▸ **DOCUMENT PASSAGE**:

'''

J’Ouvert festival shootings: Man charged in Tiarah Poyau’s death, NYPD chief says

Two people at the J'Ouvert festival were shot and killed early Monday morning, Sept. 5, 2016, police said.
Two people at the J’Ouvert festival were shot and killed early Monday morning, Sept. 5, 2016, police said. Photo Credit: Heroes & Icons TV Network

A man has been charged in connection with the shooting death of a woman at the J’Ouvert festival early Monday morning, NYPD Chief of Detectives Robert Boyce said at a news conference Tuesday.

Reginald Moise was arrested around 8 a.m. Monday for an unrelated DWI charge, Boyce said, but investigators were able to connect him to the murder of Tiarah Poyau, 22. Moise admitted it was possible he shot someone at the parade and said he didn’t know his gun was loaded, Boyce said.

Poyau was shot in the head near Washington Avenue and Empire Boulevard around 4:15 a.m. She was pronounced dead at Kings County Hospital Center.

Moise is charged with second-degree murder, criminal possession of a weapon and reckless endangerment, police said.

Poyau’s death was one of two fatal shootings along the J’Ouvert festival route.

Around 3:50 a.m., about a block away on Flatbush Avenue and Empire Boulevard, Tyreke Borel, 17, and a 72-year-old woman, who has not been identified by police, were shot.

Both victims were taken to Kings County Hospital Center. Borel, who was shot in the chest, was pronounced dead at the hospital, and the woman, who was shot in the arm, was listed in stable condition, police said.

'''

▸ **ACTIVITY**:
Rewrite the part of the J’Ouvert shootings article that begins at the words "J’Ouvert festival shootings: Man" and stops after "loaded, Boyce said.", swapping "Boyce" for "Chief Boyce" each time it appears.

▸ **INFORMATION SUPPLIED**:
'''

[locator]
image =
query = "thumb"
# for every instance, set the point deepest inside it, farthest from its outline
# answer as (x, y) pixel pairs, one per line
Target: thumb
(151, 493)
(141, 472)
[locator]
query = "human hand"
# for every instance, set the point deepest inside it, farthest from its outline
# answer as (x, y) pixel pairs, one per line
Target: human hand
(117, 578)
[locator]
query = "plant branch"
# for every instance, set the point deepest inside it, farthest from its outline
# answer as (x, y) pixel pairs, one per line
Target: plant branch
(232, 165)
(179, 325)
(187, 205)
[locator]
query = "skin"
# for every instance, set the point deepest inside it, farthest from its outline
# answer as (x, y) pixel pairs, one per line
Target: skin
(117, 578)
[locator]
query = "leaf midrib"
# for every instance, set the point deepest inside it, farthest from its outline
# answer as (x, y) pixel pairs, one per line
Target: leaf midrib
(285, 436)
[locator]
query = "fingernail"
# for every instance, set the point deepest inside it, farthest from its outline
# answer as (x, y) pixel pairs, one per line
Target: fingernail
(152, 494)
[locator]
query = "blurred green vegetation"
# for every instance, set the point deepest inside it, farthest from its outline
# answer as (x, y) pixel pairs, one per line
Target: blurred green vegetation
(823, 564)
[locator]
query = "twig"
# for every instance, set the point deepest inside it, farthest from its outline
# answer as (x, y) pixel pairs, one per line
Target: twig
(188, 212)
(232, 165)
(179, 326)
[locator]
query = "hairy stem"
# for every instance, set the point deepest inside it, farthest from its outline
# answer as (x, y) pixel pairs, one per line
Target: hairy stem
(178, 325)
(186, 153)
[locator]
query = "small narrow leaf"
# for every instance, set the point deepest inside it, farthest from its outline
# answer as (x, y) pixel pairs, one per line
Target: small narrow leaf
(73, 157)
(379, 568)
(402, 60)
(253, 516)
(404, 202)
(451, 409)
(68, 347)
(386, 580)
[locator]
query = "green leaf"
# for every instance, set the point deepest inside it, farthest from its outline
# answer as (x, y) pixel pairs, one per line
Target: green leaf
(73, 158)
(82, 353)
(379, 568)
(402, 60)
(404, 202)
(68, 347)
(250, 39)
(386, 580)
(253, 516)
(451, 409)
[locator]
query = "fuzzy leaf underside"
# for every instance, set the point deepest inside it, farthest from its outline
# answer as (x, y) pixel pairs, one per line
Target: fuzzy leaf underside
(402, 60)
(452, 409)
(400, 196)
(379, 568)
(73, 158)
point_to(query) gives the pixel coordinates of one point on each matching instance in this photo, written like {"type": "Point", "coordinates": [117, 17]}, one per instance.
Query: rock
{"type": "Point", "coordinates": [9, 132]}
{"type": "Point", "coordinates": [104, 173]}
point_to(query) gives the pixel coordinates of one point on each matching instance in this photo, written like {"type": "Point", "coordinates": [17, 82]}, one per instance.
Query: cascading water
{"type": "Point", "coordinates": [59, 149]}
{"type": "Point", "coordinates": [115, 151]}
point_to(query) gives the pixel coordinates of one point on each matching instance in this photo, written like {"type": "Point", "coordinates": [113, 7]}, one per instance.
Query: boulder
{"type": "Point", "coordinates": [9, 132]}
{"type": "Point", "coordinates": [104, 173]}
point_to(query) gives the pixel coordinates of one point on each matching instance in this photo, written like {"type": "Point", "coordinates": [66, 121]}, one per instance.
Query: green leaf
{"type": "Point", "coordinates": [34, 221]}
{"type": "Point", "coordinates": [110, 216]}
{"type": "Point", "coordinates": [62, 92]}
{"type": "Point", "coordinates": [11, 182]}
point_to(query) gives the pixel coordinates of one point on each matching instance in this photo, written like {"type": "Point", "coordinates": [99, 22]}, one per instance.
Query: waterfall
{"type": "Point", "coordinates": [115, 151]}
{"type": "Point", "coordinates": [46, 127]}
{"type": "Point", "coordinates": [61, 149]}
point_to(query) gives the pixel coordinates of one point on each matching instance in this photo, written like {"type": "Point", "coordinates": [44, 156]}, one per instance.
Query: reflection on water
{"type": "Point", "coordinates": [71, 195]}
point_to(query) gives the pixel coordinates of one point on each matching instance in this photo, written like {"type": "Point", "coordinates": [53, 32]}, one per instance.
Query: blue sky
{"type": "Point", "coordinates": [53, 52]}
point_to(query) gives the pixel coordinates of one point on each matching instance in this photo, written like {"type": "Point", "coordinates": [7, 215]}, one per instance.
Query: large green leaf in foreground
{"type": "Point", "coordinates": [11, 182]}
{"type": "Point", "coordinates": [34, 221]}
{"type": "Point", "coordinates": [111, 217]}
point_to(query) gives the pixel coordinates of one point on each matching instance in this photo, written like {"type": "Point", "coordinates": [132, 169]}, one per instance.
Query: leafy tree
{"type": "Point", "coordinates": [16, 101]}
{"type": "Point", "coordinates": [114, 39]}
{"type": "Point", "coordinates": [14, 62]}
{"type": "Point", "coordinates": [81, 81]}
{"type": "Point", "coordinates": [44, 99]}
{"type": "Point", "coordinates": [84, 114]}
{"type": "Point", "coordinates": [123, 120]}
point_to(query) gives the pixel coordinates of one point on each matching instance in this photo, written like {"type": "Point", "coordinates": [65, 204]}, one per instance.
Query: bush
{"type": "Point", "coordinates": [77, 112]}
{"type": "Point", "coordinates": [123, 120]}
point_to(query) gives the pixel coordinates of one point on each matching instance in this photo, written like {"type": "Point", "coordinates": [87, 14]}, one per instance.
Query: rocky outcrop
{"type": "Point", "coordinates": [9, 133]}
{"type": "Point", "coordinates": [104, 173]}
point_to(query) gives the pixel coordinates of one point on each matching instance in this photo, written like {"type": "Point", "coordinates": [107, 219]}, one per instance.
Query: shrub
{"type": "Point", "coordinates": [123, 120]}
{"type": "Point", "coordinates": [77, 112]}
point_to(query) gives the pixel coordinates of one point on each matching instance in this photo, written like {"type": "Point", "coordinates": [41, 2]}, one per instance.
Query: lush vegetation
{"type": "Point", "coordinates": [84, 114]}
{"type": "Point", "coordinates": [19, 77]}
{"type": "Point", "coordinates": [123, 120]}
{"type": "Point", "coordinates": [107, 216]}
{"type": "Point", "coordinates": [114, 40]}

'''

▸ **WRITTEN RESPONSE**:
J’Ouvert festival shootings: Man charged in Tiarah Poyau’s death, NYPD chief says

Two people at the J'Ouvert festival were shot and killed early Monday morning, Sept. 5, 2016, police said.
Two people at the J’Ouvert festival were shot and killed early Monday morning, Sept. 5, 2016, police said. Photo Credit: Heroes & Icons TV Network

A man has been charged in connection with the shooting death of a woman at the J’Ouvert festival early Monday morning, NYPD Chief of Detectives Robert Chief Boyce said at a news conference Tuesday.

Reginald Moise was arrested around 8 a.m. Monday for an unrelated DWI charge, Chief Boyce said, but investigators were able to connect him to the murder of Tiarah Poyau, 22. Moise admitted it was possible he shot someone at the parade and said he didn’t know his gun was loaded, Chief Boyce said.